### THE DATA
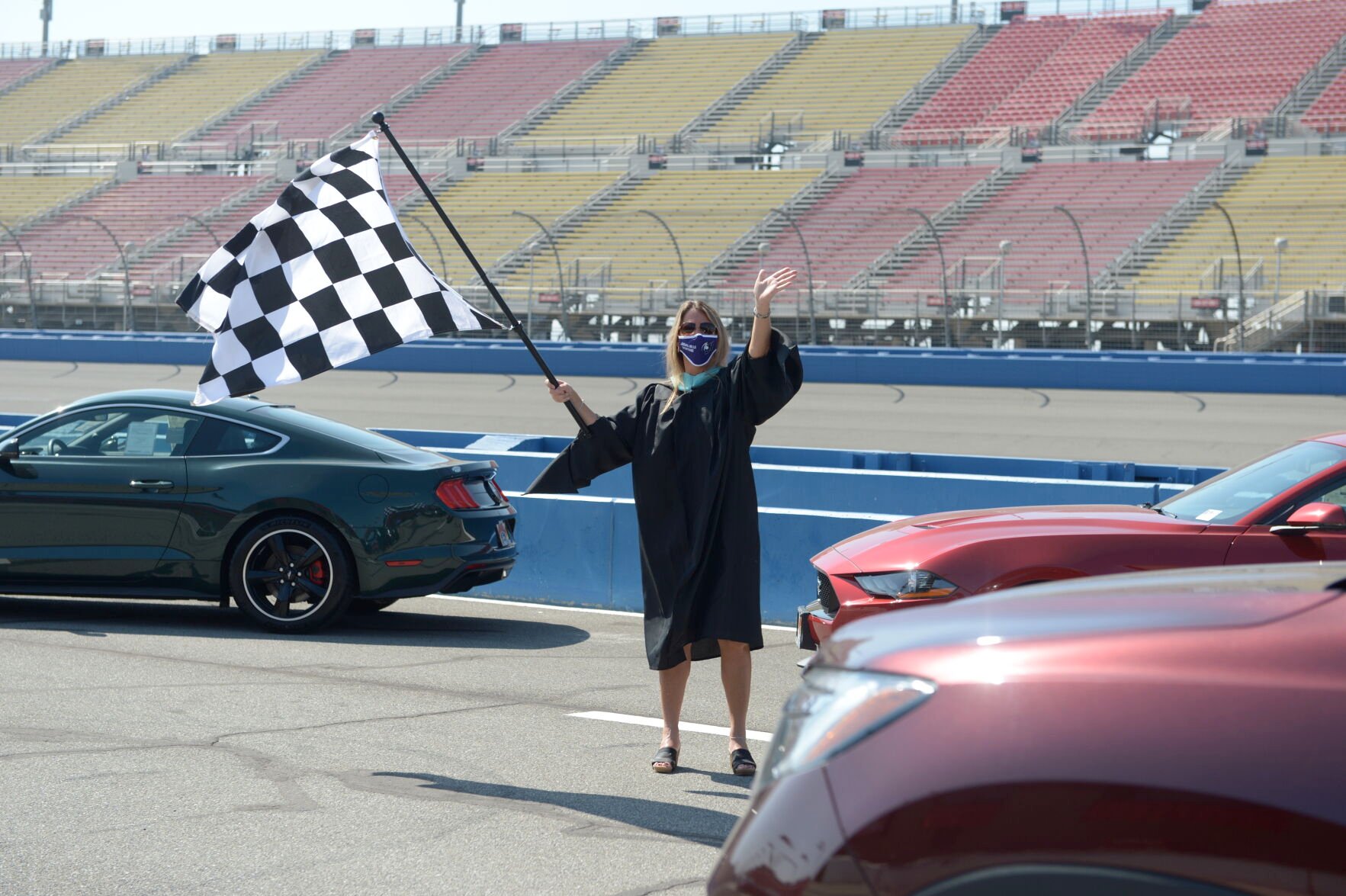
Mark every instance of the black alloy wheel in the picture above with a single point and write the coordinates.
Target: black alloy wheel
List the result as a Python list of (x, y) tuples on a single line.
[(290, 575)]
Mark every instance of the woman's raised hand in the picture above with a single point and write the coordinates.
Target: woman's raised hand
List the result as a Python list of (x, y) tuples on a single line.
[(563, 392), (767, 287)]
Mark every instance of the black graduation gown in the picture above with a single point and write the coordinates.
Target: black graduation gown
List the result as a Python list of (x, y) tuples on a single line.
[(695, 498)]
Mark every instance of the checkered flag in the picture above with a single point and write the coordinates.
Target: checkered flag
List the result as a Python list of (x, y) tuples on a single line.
[(322, 278)]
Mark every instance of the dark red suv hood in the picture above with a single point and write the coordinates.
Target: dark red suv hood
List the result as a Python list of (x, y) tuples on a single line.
[(1235, 598), (913, 541)]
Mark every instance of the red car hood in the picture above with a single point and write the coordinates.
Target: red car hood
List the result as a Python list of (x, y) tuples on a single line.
[(901, 544), (933, 641)]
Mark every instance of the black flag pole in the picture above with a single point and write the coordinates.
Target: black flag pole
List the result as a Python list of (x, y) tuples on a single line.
[(477, 265)]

### DIRECTIONS
Your task is an exact transcription of all the data, minus the pictures.

### RESPONSE TO THIS TASK
Mark every instance of the black alloy wheel in the picture above with a single point and write the coordinates.
Target: black alloy wheel
List the result as a Python list of (x, y) tuples on a single line.
[(290, 575)]
Mark every instance of the woman's raised hand in the picture above with a single point and write the coordinates.
Target: woman's raised hand
List the result as a Python list of (x, y) tuples on a single line.
[(563, 392), (767, 287)]
Mark every instance of the black graduation gown in the picture above with a single point and write the coordinates.
Target: black graduation gown
List the result as a Python list of (x, y) tuples on a single line.
[(695, 498)]
Mark every instance of the checkered flag in the picture above with a single point and write the coordinates.
Target: checkered flag
List the result as a Python list of (x, y) tuples on a single line.
[(322, 278)]
Mark every instance of the dark red suv hood in the picture above with a single point and write the coordinates.
Target: dark red suv hood
List the result as a Python list of (x, y) tuples on a single line.
[(1235, 598), (913, 541)]
Mark every instance of the red car hood in the picture above with a single point and write the coordinates.
Target: red car hood
List the result as a Python list of (x, y) tuples on a single line.
[(901, 544), (933, 641)]
Mark every instance of the black flag pole in the picture above with a single point and write the coordinates.
Target: black flag pole
List the result as a Python list of (x, y) tuples on a single line.
[(477, 265)]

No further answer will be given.